*** AVAILABLE DATA ***

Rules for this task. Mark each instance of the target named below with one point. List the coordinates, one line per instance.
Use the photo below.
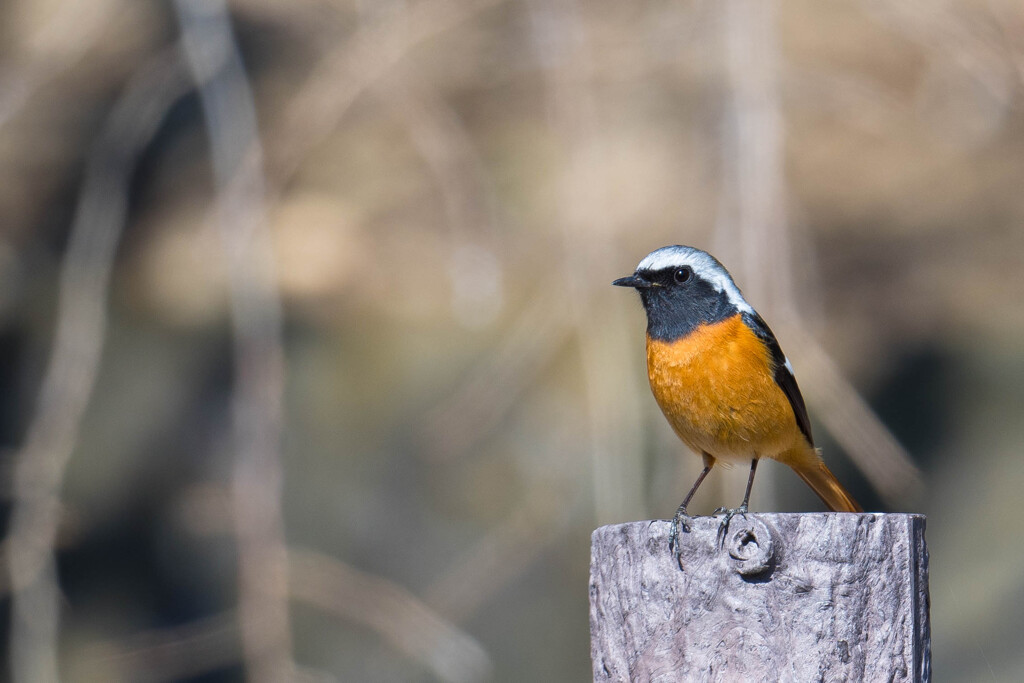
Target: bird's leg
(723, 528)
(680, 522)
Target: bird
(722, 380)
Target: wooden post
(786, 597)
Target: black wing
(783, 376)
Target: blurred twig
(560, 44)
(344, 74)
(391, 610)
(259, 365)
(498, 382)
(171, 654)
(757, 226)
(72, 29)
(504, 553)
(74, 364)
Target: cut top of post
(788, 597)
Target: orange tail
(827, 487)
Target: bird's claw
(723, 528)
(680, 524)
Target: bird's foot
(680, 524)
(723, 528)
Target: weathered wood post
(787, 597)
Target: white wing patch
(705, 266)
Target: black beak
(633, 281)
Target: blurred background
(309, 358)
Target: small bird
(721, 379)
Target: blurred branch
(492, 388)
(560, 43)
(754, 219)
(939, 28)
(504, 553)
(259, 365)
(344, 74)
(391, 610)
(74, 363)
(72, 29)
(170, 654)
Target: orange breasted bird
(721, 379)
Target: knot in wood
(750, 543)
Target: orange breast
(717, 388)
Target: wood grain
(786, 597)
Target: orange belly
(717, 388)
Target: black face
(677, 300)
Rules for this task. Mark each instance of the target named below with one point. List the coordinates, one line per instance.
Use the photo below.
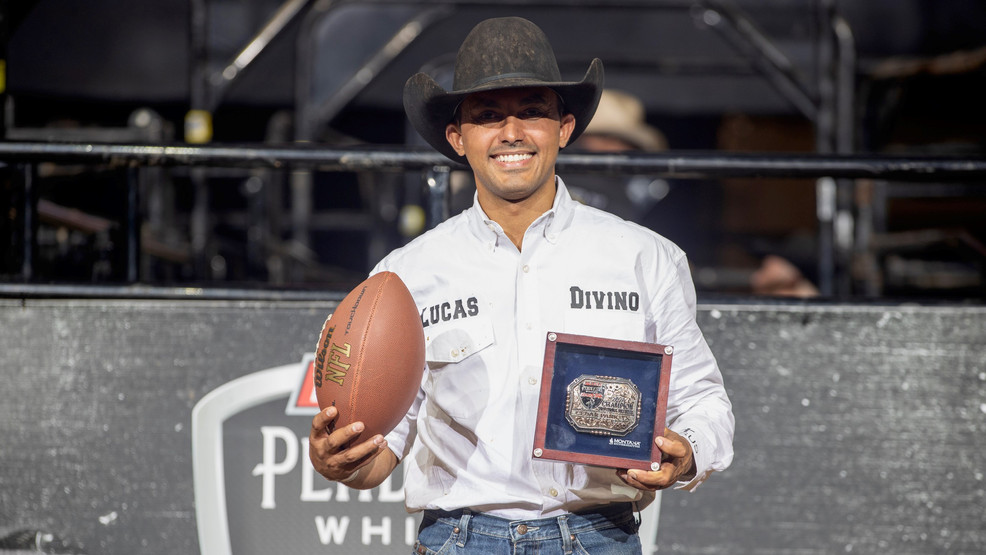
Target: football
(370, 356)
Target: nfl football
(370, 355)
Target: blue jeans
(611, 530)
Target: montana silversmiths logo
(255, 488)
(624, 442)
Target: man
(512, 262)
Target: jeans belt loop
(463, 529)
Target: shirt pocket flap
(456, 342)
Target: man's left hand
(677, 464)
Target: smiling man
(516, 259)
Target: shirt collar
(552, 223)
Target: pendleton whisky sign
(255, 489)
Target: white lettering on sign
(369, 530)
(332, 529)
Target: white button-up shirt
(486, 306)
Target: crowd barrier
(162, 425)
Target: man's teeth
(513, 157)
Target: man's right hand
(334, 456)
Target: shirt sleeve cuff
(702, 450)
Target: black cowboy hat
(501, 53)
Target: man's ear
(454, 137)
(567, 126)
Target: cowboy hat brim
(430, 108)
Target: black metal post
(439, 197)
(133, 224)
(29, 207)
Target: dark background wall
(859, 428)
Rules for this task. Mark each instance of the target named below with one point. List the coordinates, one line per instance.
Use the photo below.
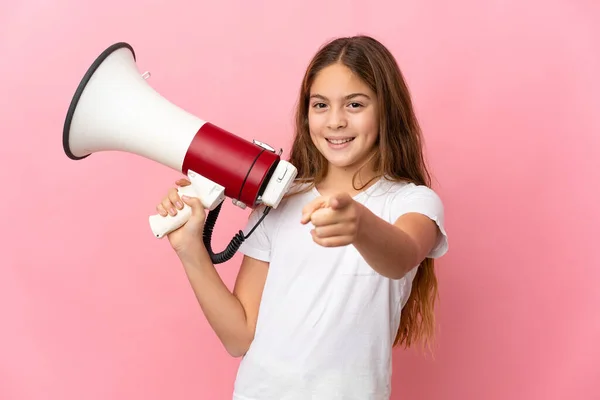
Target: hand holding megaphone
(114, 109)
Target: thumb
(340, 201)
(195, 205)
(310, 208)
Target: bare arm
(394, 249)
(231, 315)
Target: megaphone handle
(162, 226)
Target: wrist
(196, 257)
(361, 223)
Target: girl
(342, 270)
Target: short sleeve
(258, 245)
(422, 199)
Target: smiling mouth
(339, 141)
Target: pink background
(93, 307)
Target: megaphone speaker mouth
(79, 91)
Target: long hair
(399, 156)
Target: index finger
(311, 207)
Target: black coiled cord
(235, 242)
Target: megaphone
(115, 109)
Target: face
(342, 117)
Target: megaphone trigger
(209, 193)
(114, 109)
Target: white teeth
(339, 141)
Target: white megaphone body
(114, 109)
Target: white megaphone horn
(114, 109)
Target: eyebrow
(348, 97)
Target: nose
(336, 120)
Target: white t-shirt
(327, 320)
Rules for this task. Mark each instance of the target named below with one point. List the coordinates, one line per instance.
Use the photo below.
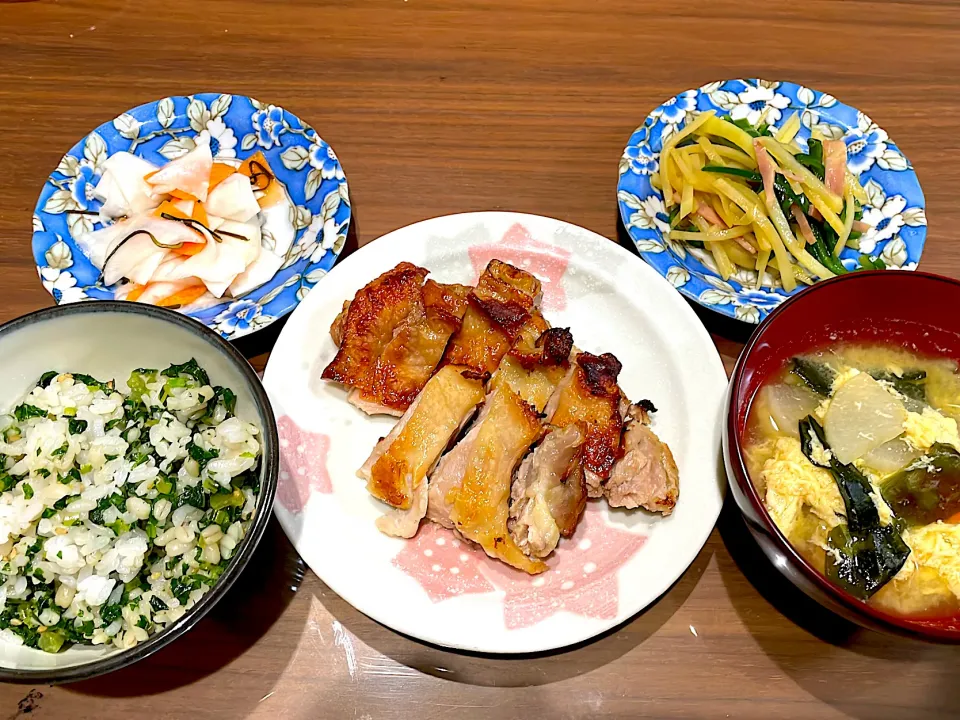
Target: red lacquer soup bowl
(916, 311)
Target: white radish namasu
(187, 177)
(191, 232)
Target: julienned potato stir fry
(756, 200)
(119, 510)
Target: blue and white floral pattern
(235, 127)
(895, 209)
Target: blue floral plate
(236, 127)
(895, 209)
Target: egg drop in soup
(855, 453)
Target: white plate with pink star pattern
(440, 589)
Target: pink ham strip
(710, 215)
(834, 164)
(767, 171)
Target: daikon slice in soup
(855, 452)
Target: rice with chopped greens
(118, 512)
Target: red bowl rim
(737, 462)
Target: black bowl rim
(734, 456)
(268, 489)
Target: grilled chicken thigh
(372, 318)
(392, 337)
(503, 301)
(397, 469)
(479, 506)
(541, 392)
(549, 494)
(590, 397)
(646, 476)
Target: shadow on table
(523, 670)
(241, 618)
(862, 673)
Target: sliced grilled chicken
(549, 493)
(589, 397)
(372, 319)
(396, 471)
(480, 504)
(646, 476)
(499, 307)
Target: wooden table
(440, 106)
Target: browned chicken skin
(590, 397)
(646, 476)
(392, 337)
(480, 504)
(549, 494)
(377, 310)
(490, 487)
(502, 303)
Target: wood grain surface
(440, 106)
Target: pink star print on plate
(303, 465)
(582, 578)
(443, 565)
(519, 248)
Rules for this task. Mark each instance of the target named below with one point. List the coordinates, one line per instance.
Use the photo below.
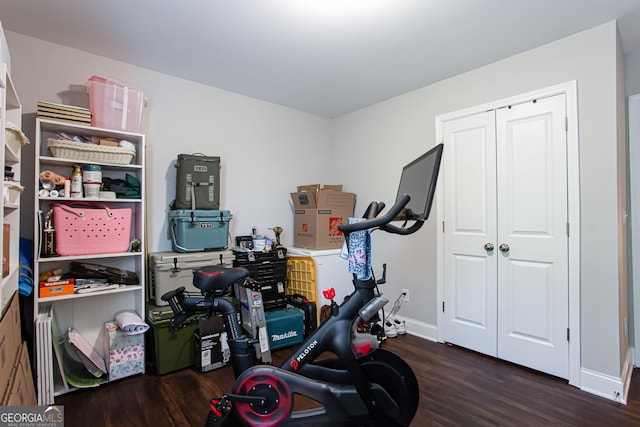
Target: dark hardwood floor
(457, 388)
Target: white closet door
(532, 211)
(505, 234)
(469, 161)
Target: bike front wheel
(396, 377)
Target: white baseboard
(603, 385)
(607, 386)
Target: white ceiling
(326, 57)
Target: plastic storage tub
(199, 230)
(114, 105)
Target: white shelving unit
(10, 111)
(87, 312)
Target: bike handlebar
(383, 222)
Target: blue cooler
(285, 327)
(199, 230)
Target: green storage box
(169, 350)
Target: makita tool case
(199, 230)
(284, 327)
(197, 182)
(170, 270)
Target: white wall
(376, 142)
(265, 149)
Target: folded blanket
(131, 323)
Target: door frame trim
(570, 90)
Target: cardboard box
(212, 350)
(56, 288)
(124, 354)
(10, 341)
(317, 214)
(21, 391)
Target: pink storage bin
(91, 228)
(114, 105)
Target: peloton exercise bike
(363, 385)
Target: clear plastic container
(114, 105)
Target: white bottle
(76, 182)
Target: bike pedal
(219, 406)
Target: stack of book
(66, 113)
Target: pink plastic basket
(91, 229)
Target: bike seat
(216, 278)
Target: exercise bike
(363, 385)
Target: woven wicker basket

***

WHAT YOU SHOULD DO: An exact copy of every line above is needed, without the images.

SOLVED EXERCISE:
Rules for this task. Mark each instance of the target named below with one point. List the coordinates, one line per instance.
Use the photo below.
Target: bird's leg
(723, 528)
(680, 522)
Target: bird
(722, 380)
Target: wooden post
(786, 597)
Target: black wing
(783, 376)
Target: blurred twig
(560, 44)
(344, 74)
(391, 610)
(259, 365)
(498, 382)
(171, 654)
(757, 226)
(72, 29)
(504, 553)
(74, 364)
Target: cut top of post
(788, 597)
Target: orange tail
(827, 487)
Target: bird's claw
(723, 528)
(680, 524)
Target: bird's foot
(680, 524)
(723, 528)
Target: weathered wood post
(787, 597)
Target: white wing patch
(705, 266)
Target: black beak
(633, 281)
Target: blurred background
(309, 358)
Target: small bird
(721, 379)
Target: blurred branch
(492, 388)
(560, 43)
(754, 219)
(939, 28)
(504, 553)
(259, 365)
(344, 74)
(391, 610)
(74, 363)
(72, 29)
(170, 654)
Target: orange breasted bird
(721, 379)
Target: knot in wood
(750, 543)
Target: orange breast
(717, 388)
Target: wood grain
(786, 597)
Target: orange belly
(717, 388)
Target: black face
(677, 300)
Rules for this task. Mark each instance of the target named below with one point. List the coordinates, one line per instance.
Use the photo below.
Target: football
(370, 356)
Target: nfl football
(370, 355)
Target: blue jeans
(611, 530)
Target: montana silversmiths logo
(255, 488)
(624, 442)
Target: man
(512, 262)
Target: jeans belt loop
(463, 529)
Target: shirt pocket flap
(456, 342)
Target: man's left hand
(677, 464)
Target: smiling man
(516, 259)
Target: shirt collar
(552, 223)
Target: pendleton whisky sign
(255, 489)
Target: white lettering on sign
(369, 530)
(332, 529)
Target: white button-up shirt
(486, 306)
Target: crowd barrier
(162, 425)
Target: man's teeth
(513, 157)
Target: man's right hand
(334, 456)
Target: shirt sleeve cuff
(702, 450)
Target: black cowboy hat
(501, 53)
Target: man's ear
(454, 137)
(567, 126)
Target: cowboy hat brim
(430, 108)
Target: black metal post
(439, 197)
(133, 224)
(29, 207)
Target: dark background wall
(859, 428)
Rules for this task. Mark each instance of the target named below with one point. List the coordinates, one line per instance.
Use the photo below.
Target: hand holding megaphone
(114, 109)
Target: thumb
(340, 201)
(195, 205)
(310, 208)
Target: bare arm
(394, 249)
(231, 315)
Target: megaphone handle
(162, 226)
Target: wrist
(196, 257)
(361, 223)
Target: girl
(342, 270)
Target: short sleeve
(258, 245)
(422, 199)
Target: smiling mouth
(339, 141)
Target: pink background
(93, 307)
Target: megaphone speaker mouth
(79, 91)
Target: long hair
(399, 156)
Target: index finger
(311, 207)
Target: black coiled cord
(235, 242)
Target: megaphone
(115, 109)
Target: face
(342, 117)
Target: megaphone trigger
(209, 193)
(114, 109)
Target: white teeth
(339, 141)
Target: white megaphone body
(114, 109)
Target: white megaphone horn
(114, 109)
Target: eyebrow
(348, 97)
Target: nose
(336, 120)
Target: white t-shirt
(327, 320)
Rules for this task. Mark each instance of the target named below with one point. List the coordinates, one line per instance.
Use the photo below.
Target: red lacquer soup bowl
(916, 311)
Target: white radish namasu
(187, 177)
(191, 232)
Target: julienned potato stir fry
(756, 200)
(119, 510)
Target: blue and white floral pattern
(235, 127)
(895, 209)
Target: blue floral plate
(236, 127)
(895, 209)
Target: egg drop in soup
(855, 453)
Target: white plate with pink star pattern
(440, 589)
Target: pink ham strip
(710, 215)
(834, 164)
(767, 171)
Target: daikon slice in soup
(855, 452)
Target: rice with chopped greens
(118, 512)
Target: red bowl rim
(737, 462)
Target: black bowl rim
(734, 456)
(268, 489)
Target: grilled chicken thigh
(372, 318)
(392, 337)
(503, 301)
(397, 469)
(479, 506)
(541, 392)
(549, 494)
(590, 397)
(646, 476)
Target: shadow on table
(523, 670)
(241, 618)
(862, 673)
Target: sliced grilled chicken
(549, 493)
(589, 397)
(372, 319)
(396, 471)
(480, 504)
(646, 476)
(499, 307)
Target: wooden table
(440, 106)
Target: browned chicken skin
(590, 397)
(646, 476)
(392, 337)
(480, 504)
(549, 494)
(377, 310)
(490, 487)
(502, 303)
Target: wood grain surface
(440, 106)
Target: pink star print on plate
(303, 465)
(582, 578)
(443, 565)
(519, 248)
Rules for this task. Mark each instance of the target named below with one point. List the coordinates, one line per instance.
Use the photo below.
Target: dark hardwood floor
(457, 388)
Target: white closet door
(532, 211)
(505, 234)
(469, 161)
Target: bike front wheel
(396, 377)
Target: white baseboard
(603, 385)
(607, 386)
Target: white ceiling
(326, 57)
Target: plastic storage tub
(199, 230)
(114, 105)
Target: white shelving unit
(10, 111)
(87, 312)
Target: bike handlebar
(383, 222)
Target: blue cooler
(285, 327)
(199, 230)
Target: green storage box
(169, 350)
Target: makita tool case
(199, 230)
(284, 327)
(197, 182)
(170, 270)
Target: white wall
(376, 142)
(265, 149)
Target: folded blanket
(131, 323)
Target: door frame trim
(570, 90)
Target: cardboard box
(212, 350)
(56, 288)
(124, 354)
(10, 341)
(317, 214)
(21, 391)
Target: pink storage bin
(91, 228)
(114, 105)
Target: peloton exercise bike
(363, 385)
Target: clear plastic container
(114, 105)
Target: white bottle
(76, 182)
Target: bike pedal
(219, 406)
Target: stack of book
(66, 113)
Target: pink plastic basket
(91, 229)
Target: bike seat
(216, 278)
Target: exercise bike
(363, 385)
Target: woven wicker basket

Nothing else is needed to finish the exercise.